(阅读材料)

****************

Ubuntu下手动设置Nvidia显卡风扇转速

精选原创

wx62830f4b679a4 2023-06-10 06:24:04 ©著作权

文章标签 杂谈 python github ide 文章分类 Python 后端开发

©著作权归作者所有：来自51CTO博客作者wx62830f4b679a4的原创作品，请联系作者获取转载授权，否则将追究法律责任

有显示器(桌面版)

Ubuntu下手动设置Nvidia显卡风扇转速_python

默认情况下是可以调节的，神奇的是如果使用下面给出的命令调节的操作后就不能再进行可视化的手动调节了。

=========================================

无显示器(服务器版)

使用工具coolgus进行调节：

https://github.com/andyljones/coolgpus

这个工具其实就是一个python文件，通过调用nvidia-setting中的设置命令来对显卡风扇转速进行调节：

#!/usr/bin/python
import os
import re
import time
import argparse
from subprocess import TimeoutExpired, check_output, Popen, PIPE, STDOUT
from tempfile import mkdtemp
from contextlib import contextmanager

parser = argparse.ArgumentParser(description=r'''
GPU fan control for Linux.

By default, this uses a clamped linear fan curve, going from 30% below 55C to 99%
above 80C. There's also a small hysteresis gap, because _changes_ in fan noise 
are a lot more distracting than steady fan noise.

****************

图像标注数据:

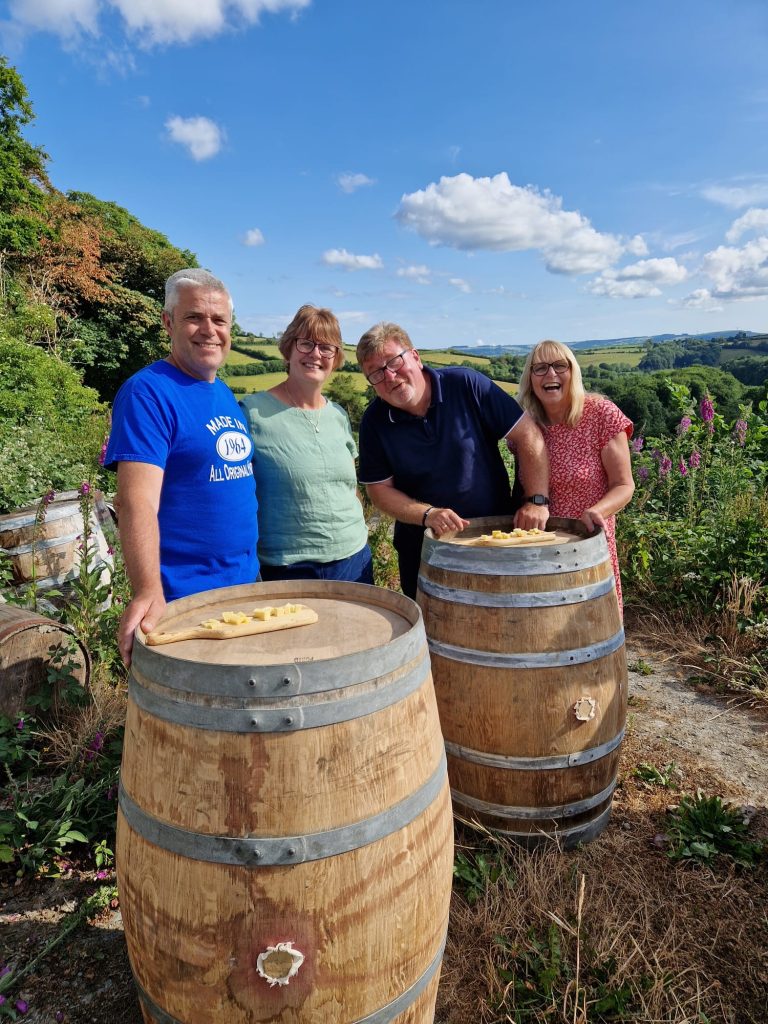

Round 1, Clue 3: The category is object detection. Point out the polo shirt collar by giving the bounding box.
[381,367,442,423]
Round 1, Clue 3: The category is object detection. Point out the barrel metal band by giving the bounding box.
[494,805,611,843]
[419,572,615,608]
[119,754,446,867]
[427,629,624,669]
[128,652,429,733]
[133,932,447,1024]
[132,614,425,697]
[3,528,83,555]
[451,778,616,821]
[445,729,625,771]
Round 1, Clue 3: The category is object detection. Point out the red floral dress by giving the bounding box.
[542,395,634,611]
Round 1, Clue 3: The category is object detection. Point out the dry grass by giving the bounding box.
[40,682,126,769]
[435,757,768,1024]
[626,578,768,696]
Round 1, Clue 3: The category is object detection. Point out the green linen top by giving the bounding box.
[240,391,368,565]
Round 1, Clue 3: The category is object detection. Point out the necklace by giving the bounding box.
[283,381,325,434]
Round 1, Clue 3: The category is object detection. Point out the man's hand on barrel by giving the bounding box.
[118,591,165,669]
[423,508,469,537]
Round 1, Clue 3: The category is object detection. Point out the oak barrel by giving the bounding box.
[417,517,628,847]
[0,604,91,718]
[117,581,453,1024]
[0,490,115,596]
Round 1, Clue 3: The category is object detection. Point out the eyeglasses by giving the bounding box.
[366,348,411,385]
[530,359,570,377]
[295,338,339,359]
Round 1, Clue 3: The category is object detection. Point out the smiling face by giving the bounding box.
[361,338,427,413]
[163,287,232,382]
[530,344,571,423]
[288,333,338,387]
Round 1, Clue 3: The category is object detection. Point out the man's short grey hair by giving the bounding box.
[163,266,232,316]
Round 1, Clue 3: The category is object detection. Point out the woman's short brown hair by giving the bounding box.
[278,303,344,370]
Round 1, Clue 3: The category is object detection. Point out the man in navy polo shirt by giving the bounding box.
[357,324,549,597]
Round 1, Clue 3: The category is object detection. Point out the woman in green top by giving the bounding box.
[241,305,374,584]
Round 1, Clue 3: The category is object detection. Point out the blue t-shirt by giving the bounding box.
[357,367,523,594]
[104,361,259,601]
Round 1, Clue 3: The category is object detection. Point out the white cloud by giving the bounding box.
[680,288,723,313]
[701,180,768,210]
[8,0,101,40]
[9,0,311,46]
[395,263,432,285]
[165,117,224,160]
[395,172,646,273]
[336,174,376,194]
[323,249,384,270]
[725,207,768,242]
[587,256,688,299]
[701,236,768,299]
[449,278,472,295]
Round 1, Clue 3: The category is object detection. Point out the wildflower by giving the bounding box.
[677,416,691,437]
[698,394,715,425]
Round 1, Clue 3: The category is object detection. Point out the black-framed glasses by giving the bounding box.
[530,359,570,377]
[366,348,411,385]
[294,338,339,359]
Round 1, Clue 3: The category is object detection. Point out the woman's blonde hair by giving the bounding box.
[278,304,344,370]
[517,339,586,427]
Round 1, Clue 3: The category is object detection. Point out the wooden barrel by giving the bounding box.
[0,604,91,718]
[117,581,453,1024]
[0,490,115,604]
[418,517,628,847]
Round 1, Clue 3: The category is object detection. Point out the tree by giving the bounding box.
[0,56,50,269]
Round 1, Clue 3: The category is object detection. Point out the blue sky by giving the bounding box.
[0,0,768,347]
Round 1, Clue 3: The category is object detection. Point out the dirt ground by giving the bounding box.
[0,643,768,1024]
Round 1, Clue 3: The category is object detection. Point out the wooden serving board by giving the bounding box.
[145,608,317,647]
[468,530,558,548]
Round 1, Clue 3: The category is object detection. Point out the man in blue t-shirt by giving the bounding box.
[104,268,259,665]
[357,324,549,597]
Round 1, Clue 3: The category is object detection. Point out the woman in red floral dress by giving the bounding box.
[517,341,635,609]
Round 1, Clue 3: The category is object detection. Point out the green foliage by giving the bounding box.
[617,380,768,627]
[0,334,108,512]
[454,850,511,906]
[667,791,765,867]
[633,761,679,790]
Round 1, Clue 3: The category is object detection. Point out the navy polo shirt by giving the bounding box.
[358,367,523,590]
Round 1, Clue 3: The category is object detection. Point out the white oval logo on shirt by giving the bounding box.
[216,430,253,462]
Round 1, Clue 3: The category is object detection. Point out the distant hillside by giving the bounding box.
[450,329,760,357]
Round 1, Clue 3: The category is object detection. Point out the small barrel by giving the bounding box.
[0,490,115,603]
[0,604,91,718]
[418,517,628,847]
[117,581,453,1024]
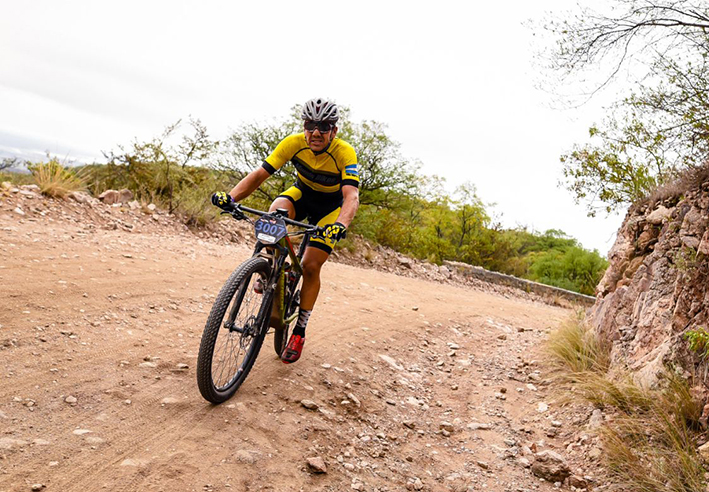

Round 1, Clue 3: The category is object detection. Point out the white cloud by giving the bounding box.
[0,0,619,252]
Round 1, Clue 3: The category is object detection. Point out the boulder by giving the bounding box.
[69,191,96,203]
[647,205,672,225]
[98,189,133,205]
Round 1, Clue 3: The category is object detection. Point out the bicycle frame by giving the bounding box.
[227,202,318,329]
[253,231,311,326]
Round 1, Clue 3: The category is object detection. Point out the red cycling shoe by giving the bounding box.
[281,335,305,364]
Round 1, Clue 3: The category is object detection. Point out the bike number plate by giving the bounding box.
[254,217,288,244]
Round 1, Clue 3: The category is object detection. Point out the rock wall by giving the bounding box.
[590,175,709,386]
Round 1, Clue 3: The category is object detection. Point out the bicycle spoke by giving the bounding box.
[212,275,265,389]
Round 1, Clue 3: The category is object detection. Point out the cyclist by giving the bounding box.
[207,98,359,363]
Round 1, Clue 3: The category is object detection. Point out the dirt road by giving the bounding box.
[0,191,568,492]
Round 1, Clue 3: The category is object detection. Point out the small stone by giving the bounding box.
[468,422,492,430]
[300,400,320,410]
[347,393,362,408]
[569,475,588,490]
[586,408,603,430]
[588,447,603,460]
[532,451,571,483]
[439,421,455,432]
[307,456,327,473]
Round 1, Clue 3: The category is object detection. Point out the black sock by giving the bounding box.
[293,308,313,338]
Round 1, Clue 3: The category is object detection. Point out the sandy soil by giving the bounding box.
[0,189,569,492]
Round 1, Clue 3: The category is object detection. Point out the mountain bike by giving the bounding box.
[197,203,322,403]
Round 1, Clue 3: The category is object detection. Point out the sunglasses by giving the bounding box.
[305,121,335,133]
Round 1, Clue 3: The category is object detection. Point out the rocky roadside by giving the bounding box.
[0,182,571,307]
[0,183,606,492]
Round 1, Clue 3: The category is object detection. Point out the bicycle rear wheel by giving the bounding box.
[197,257,272,403]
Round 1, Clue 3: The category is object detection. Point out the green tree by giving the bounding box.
[547,0,709,215]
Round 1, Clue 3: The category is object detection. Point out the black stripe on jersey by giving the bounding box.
[261,161,276,174]
[291,156,342,186]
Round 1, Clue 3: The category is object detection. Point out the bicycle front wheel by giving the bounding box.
[197,257,272,404]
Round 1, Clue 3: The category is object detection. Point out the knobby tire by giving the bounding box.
[197,257,273,404]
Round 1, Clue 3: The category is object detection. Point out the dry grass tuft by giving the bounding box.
[547,311,610,375]
[29,159,86,198]
[601,376,706,492]
[549,315,706,492]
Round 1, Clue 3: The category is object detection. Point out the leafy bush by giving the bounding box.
[684,328,709,360]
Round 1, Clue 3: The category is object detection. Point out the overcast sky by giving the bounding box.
[0,0,622,254]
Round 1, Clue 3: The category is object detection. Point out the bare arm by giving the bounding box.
[229,167,272,202]
[337,186,359,227]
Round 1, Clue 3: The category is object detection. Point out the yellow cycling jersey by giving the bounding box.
[263,133,359,193]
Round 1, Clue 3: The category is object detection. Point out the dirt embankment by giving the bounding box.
[0,186,599,492]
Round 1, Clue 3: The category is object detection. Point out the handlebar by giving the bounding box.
[220,202,322,231]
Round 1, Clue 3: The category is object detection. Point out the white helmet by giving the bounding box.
[300,97,340,122]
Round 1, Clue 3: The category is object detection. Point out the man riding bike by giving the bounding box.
[207,98,359,363]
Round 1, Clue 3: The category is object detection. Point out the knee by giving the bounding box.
[301,259,322,278]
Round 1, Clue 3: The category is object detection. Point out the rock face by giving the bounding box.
[590,173,709,386]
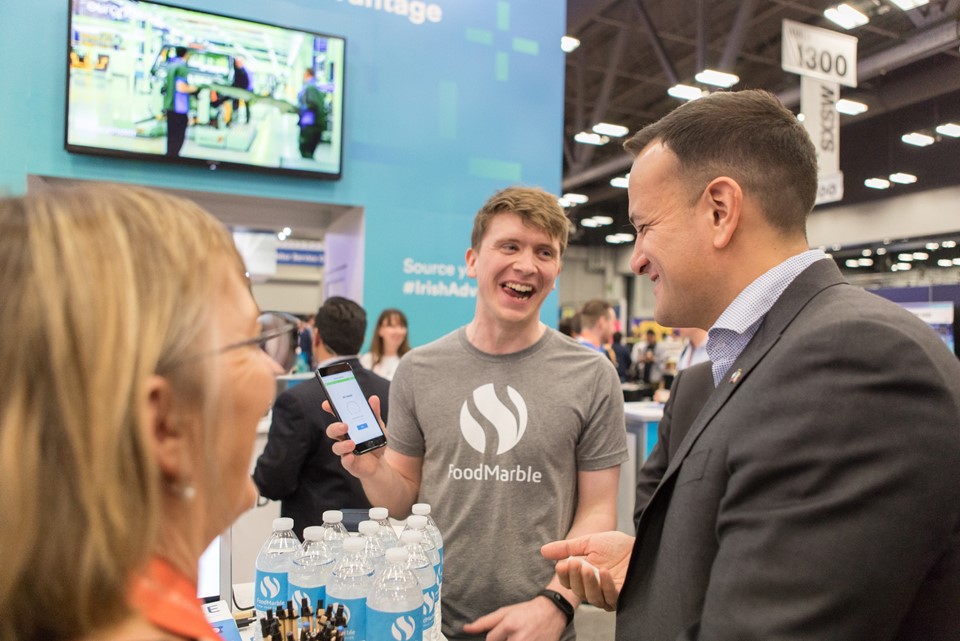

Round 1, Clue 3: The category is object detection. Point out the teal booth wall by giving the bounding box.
[0,0,566,344]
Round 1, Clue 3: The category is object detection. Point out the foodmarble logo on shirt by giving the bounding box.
[460,383,527,455]
[447,383,543,483]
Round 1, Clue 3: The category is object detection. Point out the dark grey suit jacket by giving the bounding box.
[617,260,960,641]
[253,358,390,538]
[633,361,715,527]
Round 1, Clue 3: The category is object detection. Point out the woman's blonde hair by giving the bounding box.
[370,307,410,365]
[0,185,243,641]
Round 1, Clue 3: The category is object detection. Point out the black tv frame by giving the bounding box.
[63,0,347,181]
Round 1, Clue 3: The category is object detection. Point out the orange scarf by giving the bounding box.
[130,557,219,640]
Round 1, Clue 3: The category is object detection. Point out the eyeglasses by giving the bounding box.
[168,312,299,373]
[217,312,299,372]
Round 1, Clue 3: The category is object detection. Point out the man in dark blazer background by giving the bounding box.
[543,91,960,641]
[253,296,390,538]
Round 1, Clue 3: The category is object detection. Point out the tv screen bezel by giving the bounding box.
[63,0,347,181]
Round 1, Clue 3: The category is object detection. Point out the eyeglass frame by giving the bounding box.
[165,311,300,374]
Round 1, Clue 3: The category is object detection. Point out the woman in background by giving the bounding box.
[0,186,296,641]
[360,308,410,380]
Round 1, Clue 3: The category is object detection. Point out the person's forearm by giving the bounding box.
[360,459,419,519]
[547,492,617,607]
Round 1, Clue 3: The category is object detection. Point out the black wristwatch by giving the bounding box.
[537,590,573,625]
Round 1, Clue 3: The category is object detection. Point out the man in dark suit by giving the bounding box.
[253,296,390,538]
[543,91,960,641]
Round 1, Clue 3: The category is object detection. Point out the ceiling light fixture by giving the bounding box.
[863,178,890,189]
[573,131,610,145]
[937,122,960,138]
[823,3,870,31]
[836,98,869,116]
[560,36,580,53]
[890,0,930,11]
[694,69,740,89]
[667,83,703,100]
[606,233,633,245]
[900,131,934,147]
[610,176,630,189]
[890,171,917,185]
[593,122,630,138]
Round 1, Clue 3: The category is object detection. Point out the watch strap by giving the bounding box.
[537,589,573,625]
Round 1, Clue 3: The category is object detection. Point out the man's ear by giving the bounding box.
[464,247,477,278]
[703,176,743,249]
[143,374,193,481]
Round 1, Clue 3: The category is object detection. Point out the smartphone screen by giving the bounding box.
[317,363,387,454]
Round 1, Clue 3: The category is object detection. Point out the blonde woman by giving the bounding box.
[360,308,410,381]
[0,186,296,641]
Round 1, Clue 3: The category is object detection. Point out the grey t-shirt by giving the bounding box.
[387,328,628,639]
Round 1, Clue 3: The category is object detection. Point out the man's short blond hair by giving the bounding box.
[470,187,570,256]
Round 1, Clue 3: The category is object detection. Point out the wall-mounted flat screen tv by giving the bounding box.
[66,0,346,178]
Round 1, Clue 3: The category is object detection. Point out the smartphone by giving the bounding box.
[317,362,387,454]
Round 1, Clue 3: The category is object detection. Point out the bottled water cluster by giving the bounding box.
[254,503,443,641]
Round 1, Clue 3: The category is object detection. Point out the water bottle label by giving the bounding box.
[329,597,367,641]
[437,545,443,583]
[423,585,437,630]
[253,570,289,612]
[367,608,423,641]
[287,581,327,611]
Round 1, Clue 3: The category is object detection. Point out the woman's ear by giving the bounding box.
[143,374,193,483]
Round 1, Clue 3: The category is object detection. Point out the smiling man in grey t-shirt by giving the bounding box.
[327,187,627,641]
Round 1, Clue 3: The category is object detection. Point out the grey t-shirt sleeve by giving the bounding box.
[577,356,629,471]
[387,350,426,458]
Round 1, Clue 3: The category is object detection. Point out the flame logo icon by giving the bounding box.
[390,617,417,641]
[260,576,280,599]
[460,383,527,455]
[423,590,437,617]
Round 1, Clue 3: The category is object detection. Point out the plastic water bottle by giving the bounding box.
[368,507,400,550]
[253,517,300,618]
[327,536,373,641]
[411,503,443,630]
[361,544,423,641]
[405,514,443,586]
[323,510,350,560]
[357,521,386,576]
[287,525,333,620]
[400,530,439,641]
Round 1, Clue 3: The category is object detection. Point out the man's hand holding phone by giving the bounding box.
[323,396,387,478]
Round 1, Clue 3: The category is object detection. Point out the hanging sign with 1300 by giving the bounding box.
[780,20,857,87]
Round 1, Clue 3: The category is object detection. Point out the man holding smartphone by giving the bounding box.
[327,187,628,641]
[253,296,390,538]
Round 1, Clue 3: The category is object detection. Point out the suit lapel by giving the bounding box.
[637,260,846,538]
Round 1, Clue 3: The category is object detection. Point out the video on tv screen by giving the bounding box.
[66,0,345,178]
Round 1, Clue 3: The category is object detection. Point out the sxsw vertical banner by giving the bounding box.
[780,20,857,205]
[800,76,843,205]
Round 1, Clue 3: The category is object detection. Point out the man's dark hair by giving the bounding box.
[314,296,367,356]
[623,89,817,233]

****************

(任务要求)
1. 根据这篇关于显卡风扇调速的文章回答：
(a) 在有显示器（桌面版）的情况下，风扇转速默认能否调节？
(b) 文中说用于无显示器情况的这个工具其实是什么？
(c) 按默认的风扇曲线，温度高于80C时风扇转速是多少？
2. 把这篇关于显卡风扇调速的文章中从“By default, this”到“steady fan noise.”（首尾均包括在内）的部分重写一遍，将其中的“fan noise”改为“fan sound”。
所附记录在本练习中用不到。

(参考答案)
1.
(a) 可以调节。
(b) 一个python文件。
(c) 99%。

2.
By default, this uses a clamped linear fan curve, going from 30% below 55C to 99%
above 80C. There's also a small hysteresis gap, because _changes_ in fan sound 
are a lot more distracting than steady fan sound.